### [TASK DETAILS]
Only those lines running from the line that contains "the large oak" through the end of the material are to be written out, each exactly as shown.

[Records excerpted from a collection]
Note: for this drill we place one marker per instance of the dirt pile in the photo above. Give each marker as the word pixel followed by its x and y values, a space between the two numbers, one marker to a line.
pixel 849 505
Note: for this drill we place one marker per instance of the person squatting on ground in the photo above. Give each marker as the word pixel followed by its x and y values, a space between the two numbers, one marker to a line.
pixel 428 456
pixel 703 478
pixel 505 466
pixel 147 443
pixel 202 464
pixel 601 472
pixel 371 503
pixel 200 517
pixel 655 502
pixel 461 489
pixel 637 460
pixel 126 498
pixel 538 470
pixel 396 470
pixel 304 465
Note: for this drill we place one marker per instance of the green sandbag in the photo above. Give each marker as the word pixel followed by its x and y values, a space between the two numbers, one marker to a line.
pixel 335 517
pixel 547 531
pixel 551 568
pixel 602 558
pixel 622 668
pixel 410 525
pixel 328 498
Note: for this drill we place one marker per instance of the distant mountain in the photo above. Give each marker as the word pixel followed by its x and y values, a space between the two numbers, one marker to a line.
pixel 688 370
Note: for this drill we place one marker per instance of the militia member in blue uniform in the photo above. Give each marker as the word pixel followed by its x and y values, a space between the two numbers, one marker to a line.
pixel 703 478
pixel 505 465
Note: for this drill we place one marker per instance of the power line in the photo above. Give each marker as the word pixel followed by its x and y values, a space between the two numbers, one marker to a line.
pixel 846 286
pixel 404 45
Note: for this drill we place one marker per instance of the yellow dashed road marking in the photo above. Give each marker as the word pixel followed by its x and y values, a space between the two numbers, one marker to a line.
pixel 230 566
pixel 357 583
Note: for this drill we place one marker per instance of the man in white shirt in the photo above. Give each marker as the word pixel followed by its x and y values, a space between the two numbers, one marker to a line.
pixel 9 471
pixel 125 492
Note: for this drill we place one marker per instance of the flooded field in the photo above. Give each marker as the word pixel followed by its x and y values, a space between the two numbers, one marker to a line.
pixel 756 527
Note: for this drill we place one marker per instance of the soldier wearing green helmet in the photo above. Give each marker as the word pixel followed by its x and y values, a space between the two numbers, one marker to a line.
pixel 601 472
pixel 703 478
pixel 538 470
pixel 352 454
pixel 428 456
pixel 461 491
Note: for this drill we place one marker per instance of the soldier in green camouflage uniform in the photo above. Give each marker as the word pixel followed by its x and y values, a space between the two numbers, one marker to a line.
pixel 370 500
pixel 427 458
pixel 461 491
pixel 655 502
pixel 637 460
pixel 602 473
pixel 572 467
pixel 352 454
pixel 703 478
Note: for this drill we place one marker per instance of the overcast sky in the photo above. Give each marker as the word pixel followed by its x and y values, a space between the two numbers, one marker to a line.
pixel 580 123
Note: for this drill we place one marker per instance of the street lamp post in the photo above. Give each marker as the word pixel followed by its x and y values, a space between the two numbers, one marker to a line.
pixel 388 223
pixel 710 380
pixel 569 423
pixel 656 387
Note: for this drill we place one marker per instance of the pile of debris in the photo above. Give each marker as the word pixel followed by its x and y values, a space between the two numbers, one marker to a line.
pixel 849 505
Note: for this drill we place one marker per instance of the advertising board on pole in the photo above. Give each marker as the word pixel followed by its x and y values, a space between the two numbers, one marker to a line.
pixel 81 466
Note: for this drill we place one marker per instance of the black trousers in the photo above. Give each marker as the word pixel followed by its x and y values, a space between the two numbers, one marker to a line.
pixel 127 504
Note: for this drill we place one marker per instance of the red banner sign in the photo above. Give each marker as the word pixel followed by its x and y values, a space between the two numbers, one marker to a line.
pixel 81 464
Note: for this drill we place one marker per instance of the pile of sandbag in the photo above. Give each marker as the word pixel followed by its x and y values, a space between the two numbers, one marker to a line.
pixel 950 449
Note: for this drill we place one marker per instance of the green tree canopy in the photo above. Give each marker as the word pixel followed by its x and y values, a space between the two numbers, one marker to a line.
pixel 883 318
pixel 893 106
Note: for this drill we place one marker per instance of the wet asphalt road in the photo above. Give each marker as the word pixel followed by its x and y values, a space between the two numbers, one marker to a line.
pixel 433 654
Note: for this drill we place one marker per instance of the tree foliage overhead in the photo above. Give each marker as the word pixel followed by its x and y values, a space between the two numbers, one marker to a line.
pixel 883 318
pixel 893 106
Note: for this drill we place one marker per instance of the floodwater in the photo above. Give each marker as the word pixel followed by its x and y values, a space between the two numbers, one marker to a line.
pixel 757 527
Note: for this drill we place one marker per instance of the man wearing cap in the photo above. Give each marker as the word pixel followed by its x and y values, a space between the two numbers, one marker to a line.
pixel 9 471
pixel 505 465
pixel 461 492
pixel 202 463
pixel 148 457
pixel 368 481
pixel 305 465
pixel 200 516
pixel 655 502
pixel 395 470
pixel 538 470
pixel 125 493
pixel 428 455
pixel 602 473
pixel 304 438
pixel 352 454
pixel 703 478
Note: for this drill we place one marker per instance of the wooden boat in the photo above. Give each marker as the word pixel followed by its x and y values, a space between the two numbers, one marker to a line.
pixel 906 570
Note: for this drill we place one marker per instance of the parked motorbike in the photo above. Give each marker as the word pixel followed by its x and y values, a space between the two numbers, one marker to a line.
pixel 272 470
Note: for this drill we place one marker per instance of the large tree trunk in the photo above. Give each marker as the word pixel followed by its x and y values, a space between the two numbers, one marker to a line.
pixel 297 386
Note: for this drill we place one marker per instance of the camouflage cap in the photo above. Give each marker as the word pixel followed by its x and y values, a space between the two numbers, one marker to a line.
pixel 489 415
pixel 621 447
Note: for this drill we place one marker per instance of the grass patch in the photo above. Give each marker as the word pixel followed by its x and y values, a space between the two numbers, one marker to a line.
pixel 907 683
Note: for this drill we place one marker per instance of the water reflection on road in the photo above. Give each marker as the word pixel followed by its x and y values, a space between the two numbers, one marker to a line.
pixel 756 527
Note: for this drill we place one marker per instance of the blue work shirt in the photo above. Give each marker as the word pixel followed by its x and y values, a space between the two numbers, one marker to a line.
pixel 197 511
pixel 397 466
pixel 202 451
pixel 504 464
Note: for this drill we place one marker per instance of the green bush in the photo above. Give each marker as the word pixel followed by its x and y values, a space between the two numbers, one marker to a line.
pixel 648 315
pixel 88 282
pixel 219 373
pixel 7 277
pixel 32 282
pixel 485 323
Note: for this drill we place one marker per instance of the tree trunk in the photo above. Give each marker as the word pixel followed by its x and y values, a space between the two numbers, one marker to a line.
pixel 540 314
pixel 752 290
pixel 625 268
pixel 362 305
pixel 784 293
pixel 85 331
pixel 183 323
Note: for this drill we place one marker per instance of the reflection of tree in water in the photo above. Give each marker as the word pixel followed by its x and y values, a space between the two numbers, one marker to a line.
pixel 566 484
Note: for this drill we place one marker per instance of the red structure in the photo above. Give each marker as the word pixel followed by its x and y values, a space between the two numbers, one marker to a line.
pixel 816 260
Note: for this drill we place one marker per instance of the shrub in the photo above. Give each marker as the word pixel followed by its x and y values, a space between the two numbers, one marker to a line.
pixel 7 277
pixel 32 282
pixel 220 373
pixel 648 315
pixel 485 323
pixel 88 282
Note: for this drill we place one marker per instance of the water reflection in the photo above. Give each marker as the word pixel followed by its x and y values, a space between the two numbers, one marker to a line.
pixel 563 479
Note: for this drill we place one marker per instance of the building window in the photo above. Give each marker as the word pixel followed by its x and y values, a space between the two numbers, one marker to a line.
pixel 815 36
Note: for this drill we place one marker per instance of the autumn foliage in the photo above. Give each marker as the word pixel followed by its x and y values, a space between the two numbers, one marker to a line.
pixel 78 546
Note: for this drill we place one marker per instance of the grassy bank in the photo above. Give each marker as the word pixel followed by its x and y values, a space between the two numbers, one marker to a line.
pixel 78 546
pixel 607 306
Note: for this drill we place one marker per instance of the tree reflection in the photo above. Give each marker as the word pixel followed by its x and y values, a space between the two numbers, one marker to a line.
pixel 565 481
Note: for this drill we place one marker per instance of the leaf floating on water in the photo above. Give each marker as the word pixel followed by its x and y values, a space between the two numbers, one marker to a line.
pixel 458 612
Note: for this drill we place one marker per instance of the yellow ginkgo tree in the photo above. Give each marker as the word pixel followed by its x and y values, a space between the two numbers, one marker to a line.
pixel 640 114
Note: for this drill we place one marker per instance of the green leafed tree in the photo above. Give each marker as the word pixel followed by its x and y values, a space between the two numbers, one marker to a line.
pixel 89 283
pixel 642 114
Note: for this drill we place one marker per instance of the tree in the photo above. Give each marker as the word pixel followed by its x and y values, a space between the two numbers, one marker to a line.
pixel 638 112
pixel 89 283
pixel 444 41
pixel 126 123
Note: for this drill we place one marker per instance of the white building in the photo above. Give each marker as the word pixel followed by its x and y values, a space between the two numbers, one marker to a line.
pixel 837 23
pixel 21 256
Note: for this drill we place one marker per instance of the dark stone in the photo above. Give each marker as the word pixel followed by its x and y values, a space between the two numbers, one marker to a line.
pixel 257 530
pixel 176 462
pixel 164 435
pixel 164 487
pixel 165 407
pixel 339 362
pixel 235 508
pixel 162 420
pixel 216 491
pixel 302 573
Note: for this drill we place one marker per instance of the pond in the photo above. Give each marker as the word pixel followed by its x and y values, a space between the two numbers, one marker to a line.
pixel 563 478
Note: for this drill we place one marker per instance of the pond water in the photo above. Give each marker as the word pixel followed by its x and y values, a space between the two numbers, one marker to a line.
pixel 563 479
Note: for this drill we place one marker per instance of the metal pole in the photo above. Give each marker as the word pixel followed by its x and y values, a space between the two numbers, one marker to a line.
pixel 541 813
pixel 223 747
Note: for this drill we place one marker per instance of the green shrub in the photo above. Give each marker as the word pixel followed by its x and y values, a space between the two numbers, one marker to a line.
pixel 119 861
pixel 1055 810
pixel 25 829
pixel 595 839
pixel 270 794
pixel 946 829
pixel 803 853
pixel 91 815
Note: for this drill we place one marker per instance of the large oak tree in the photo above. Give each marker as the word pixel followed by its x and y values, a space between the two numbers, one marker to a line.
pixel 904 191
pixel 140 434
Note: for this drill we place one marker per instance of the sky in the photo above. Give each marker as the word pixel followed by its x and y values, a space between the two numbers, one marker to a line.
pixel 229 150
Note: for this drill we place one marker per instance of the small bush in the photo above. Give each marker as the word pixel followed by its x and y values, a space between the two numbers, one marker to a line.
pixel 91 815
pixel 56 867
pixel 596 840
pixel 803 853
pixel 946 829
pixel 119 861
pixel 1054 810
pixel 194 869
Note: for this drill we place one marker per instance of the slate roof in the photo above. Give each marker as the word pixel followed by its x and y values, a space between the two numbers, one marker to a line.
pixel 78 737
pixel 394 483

### [ANSWER TO THE PROBLEM]
Note: for this drill we place one marker per instance of the large oak tree in the photo above. Give each marker as the word pixel followed by its x and y values, a space between the two numbers, one marker to a line.
pixel 904 191
pixel 140 434
Note: for this drill we place one marker per instance of the sky in the photo above. Give each marker as the word pixel followed by its x and y values, a space between the two numbers, one marker to a line.
pixel 229 150
Note: for this drill we place one marker per instance of the small bush in the photo above. Give each marker as the word pixel followed by its x and y values, a space between the two numbers, one marker to a line.
pixel 91 815
pixel 56 867
pixel 596 840
pixel 803 853
pixel 946 829
pixel 119 861
pixel 1054 810
pixel 194 869
Note: for this drill we place one marker per instance of the slate roof in the photo above. Give each marker as the word pixel followed by its x and y values, a space between the two numbers, one marker to a line.
pixel 78 737
pixel 394 483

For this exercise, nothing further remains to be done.